[Rows from a pointing dataset]
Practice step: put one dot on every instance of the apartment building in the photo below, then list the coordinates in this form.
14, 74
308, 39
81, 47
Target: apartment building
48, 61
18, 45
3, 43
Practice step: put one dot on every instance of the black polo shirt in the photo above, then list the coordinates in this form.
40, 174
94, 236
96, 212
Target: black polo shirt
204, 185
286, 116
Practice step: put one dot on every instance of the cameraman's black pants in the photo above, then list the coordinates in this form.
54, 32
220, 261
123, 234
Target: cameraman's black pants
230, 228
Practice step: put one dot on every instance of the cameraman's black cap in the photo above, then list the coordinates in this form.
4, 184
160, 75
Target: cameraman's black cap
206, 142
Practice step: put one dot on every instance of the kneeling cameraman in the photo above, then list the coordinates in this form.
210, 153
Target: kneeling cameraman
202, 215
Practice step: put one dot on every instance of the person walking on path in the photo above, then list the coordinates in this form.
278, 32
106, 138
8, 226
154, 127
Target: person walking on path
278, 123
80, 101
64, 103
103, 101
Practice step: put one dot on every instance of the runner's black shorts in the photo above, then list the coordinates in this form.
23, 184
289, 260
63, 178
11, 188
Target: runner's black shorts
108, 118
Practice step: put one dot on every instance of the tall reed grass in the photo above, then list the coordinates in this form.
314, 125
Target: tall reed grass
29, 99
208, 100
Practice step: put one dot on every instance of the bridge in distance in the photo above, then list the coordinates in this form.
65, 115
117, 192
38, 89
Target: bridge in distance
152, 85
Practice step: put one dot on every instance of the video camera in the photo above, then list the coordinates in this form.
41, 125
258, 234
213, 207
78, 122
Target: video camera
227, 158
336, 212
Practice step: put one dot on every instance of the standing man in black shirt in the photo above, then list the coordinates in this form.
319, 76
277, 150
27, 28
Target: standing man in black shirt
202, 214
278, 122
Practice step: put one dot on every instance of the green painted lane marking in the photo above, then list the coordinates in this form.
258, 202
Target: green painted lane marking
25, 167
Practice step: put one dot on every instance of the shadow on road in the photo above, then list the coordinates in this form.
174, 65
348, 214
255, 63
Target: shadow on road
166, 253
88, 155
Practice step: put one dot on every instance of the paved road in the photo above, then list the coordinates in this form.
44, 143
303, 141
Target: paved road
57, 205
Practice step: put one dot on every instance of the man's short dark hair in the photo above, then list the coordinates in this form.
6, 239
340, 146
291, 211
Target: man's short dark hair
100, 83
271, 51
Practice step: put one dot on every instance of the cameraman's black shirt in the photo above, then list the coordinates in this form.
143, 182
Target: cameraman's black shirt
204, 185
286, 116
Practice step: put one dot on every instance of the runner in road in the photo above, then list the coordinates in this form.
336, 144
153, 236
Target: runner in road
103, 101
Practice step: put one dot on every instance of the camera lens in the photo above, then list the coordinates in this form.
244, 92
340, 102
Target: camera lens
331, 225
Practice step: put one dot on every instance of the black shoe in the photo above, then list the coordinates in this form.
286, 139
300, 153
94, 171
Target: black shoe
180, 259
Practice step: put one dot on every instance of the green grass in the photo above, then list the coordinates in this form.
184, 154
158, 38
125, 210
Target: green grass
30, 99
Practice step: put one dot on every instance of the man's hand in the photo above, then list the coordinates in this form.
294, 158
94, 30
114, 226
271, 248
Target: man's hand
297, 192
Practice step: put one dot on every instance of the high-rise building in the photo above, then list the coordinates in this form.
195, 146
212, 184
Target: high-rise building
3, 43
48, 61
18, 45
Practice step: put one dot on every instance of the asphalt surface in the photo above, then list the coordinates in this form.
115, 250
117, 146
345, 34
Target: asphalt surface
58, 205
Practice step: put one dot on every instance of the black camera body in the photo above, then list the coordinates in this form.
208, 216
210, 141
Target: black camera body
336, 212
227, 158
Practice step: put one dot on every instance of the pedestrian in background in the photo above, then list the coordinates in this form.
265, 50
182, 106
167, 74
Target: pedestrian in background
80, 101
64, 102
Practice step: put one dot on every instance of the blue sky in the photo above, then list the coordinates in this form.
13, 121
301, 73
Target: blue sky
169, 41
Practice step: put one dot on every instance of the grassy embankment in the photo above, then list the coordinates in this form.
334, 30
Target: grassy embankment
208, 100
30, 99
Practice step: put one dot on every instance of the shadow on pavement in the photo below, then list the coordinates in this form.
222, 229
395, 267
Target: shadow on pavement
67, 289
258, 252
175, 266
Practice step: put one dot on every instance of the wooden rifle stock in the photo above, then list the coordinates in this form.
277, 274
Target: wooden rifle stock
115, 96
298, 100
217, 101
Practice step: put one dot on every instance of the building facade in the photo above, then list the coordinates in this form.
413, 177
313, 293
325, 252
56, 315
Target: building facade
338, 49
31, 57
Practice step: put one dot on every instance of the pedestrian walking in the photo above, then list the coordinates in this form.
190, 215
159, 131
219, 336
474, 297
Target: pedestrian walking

WHAT YOU WILL DO —
Recast all of the records above as a JSON list of strings with one string per line. Omit blank lines.

SOLUTION —
[
  "Practice step: put one dot on every instance of the apartment building in the photo below, then list the coordinates in this form.",
  "14, 74",
  "308, 39",
  "81, 47",
  "Target: apartment building",
  "48, 61",
  "18, 45",
  "3, 43",
  "Practice step: put one dot on every instance of the black polo shirt in the photo above, then list the coordinates in this form.",
  "40, 174",
  "94, 236",
  "96, 212",
  "Target: black polo shirt",
  "204, 185",
  "286, 116",
  "Practice step: put one dot on every instance of the cameraman's black pants in the photo above, then list the coordinates in this form.",
  "54, 32",
  "220, 261",
  "123, 234",
  "Target: cameraman's black pants",
  "230, 228",
  "Practice step: put one dot on every instance of the cameraman's black cap in the photo above, then list the coordinates in this form.",
  "4, 184",
  "160, 75",
  "Target: cameraman's black cap",
  "206, 142",
  "Practice step: put one dot on every instance of the kneeling cameraman in the photo above, then list the coordinates in this form.",
  "210, 153",
  "Target: kneeling cameraman",
  "202, 215",
  "Practice step: put one dot on every instance of the person walking on path in the photo above, then list the coordinates in this form.",
  "278, 32",
  "106, 138",
  "8, 226",
  "154, 127",
  "Target: person walking on path",
  "278, 123",
  "80, 101",
  "64, 103",
  "103, 101",
  "Practice step: put one dot on every instance of the runner's black shorts in the photo above, then list the coordinates in this form.",
  "23, 184",
  "289, 260",
  "63, 178",
  "11, 188",
  "Target: runner's black shorts",
  "108, 118",
  "Practice step: put one dot on every instance of the tall reed grass in the photo above, then list the coordinates in this form.",
  "314, 125",
  "Target: tall reed grass",
  "29, 99",
  "208, 100",
  "Practice step: put one dot on every instance of the bridge in distance in the photo above, then list the coordinates in this form.",
  "65, 115",
  "117, 192",
  "38, 89",
  "Target: bridge in distance",
  "152, 85",
  "Practice step: put one dot on every instance of the video camera in the photo above, then list the coordinates in this form.",
  "41, 125",
  "258, 234",
  "213, 207",
  "78, 122",
  "Target: video camera",
  "227, 158",
  "336, 212",
  "Practice step: put one dot on every instance of the standing man in black shirt in the photo above, then list the coordinates in this form.",
  "319, 76",
  "277, 150",
  "27, 28",
  "Target: standing man in black shirt",
  "202, 214",
  "278, 122",
  "Practice step: put one dot on every instance of the green painted lane marking in the photo above, then list the coordinates in this form.",
  "258, 202",
  "Target: green painted lane marking",
  "25, 167",
  "Practice step: put one dot on every instance of the shadow on road in the photo above, then list the coordinates in this form.",
  "174, 65",
  "348, 214",
  "255, 63",
  "Target: shadow on road",
  "166, 253",
  "88, 155",
  "Practice step: put one dot on every instance of the paved road in the photo above, then list the coordinates in this form.",
  "44, 143",
  "303, 141",
  "Target: paved road",
  "57, 205",
  "Practice step: put one dot on every instance of the man's short dark hair in the photo above, then list the coordinates in this form.",
  "6, 239",
  "340, 146",
  "291, 211",
  "Target: man's short dark hair",
  "100, 83",
  "271, 51",
  "Practice step: put one dot on every instance of the cameraman's black shirt in the photo above, then list the coordinates in this form.",
  "143, 182",
  "Target: cameraman's black shirt",
  "204, 185",
  "286, 116",
  "Practice step: put one dot on every instance of the runner in road in the photo above, then list the coordinates in this form.",
  "336, 144",
  "153, 236",
  "Target: runner in road",
  "103, 101",
  "Practice step: put one dot on every instance of the camera lens in the photo above, then list the coordinates in this form.",
  "244, 92",
  "340, 102",
  "Target: camera lens",
  "331, 225",
  "Practice step: put one dot on every instance of the black shoe in the photo above, then list the coordinates in this form.",
  "286, 139",
  "300, 153",
  "94, 171",
  "Target: black shoe",
  "180, 259",
  "Practice step: put one dot on every instance of the green grass in the photo above, then list the coordinates in this form.",
  "184, 154",
  "158, 38",
  "125, 210",
  "Target: green grass",
  "30, 99",
  "Practice step: put one dot on every instance of the man's hand in the photo above, then list the coordinates in this form.",
  "294, 158",
  "94, 30",
  "114, 226",
  "271, 248",
  "Target: man's hand",
  "297, 192",
  "Practice step: put one dot on every instance of the high-rise building in the photo above, then list the coordinates in this form.",
  "195, 146",
  "212, 184",
  "Target: high-rise building",
  "3, 43",
  "48, 61",
  "18, 45",
  "Practice step: put one dot on every instance of the asphalt surface in the photo above, then list the coordinates in this form.",
  "115, 250",
  "117, 146",
  "345, 34",
  "Target: asphalt surface",
  "58, 205",
  "Practice step: put one dot on every instance of the black camera body in the photo above, then list the coordinates in this form.",
  "208, 216",
  "210, 141",
  "Target: black camera body",
  "336, 212",
  "227, 158",
  "Practice step: put one dot on every instance of the pedestrian in background in the photo above, then list the coordinates in this form.",
  "265, 50",
  "182, 106",
  "167, 74",
  "Target: pedestrian in background",
  "80, 101",
  "64, 102",
  "Practice step: put one dot on every instance of the blue sky in the photo above, then list the coordinates in this form.",
  "13, 121",
  "301, 73",
  "Target: blue sky",
  "169, 41",
  "Practice step: put one dot on every instance of the grassy embankment in the photo above, then list the coordinates in this form.",
  "334, 30",
  "Target: grassy embankment",
  "208, 100",
  "30, 99",
  "Practice step: put one dot on every instance of the shadow on pavement in the photo below, then list the coordinates in this form.",
  "222, 229",
  "395, 267",
  "Target: shadow on pavement",
  "67, 289",
  "258, 252",
  "175, 266",
  "Practice step: put one dot on every instance of the wooden rifle stock in the photo above, then list the coordinates in this form.",
  "277, 274",
  "Target: wooden rifle stock",
  "115, 96",
  "298, 100",
  "217, 101",
  "Practice step: put one dot on every instance of the building facade in the photo above, then list the coordinates in this form.",
  "413, 177",
  "313, 293",
  "325, 252",
  "56, 315",
  "Target: building facade",
  "338, 49",
  "31, 57",
  "Practice step: put one dot on every instance of the pedestrian walking in the photo above, then list the coordinates in this form.",
  "190, 215",
  "159, 131",
  "219, 336",
  "474, 297",
  "Target: pedestrian walking"
]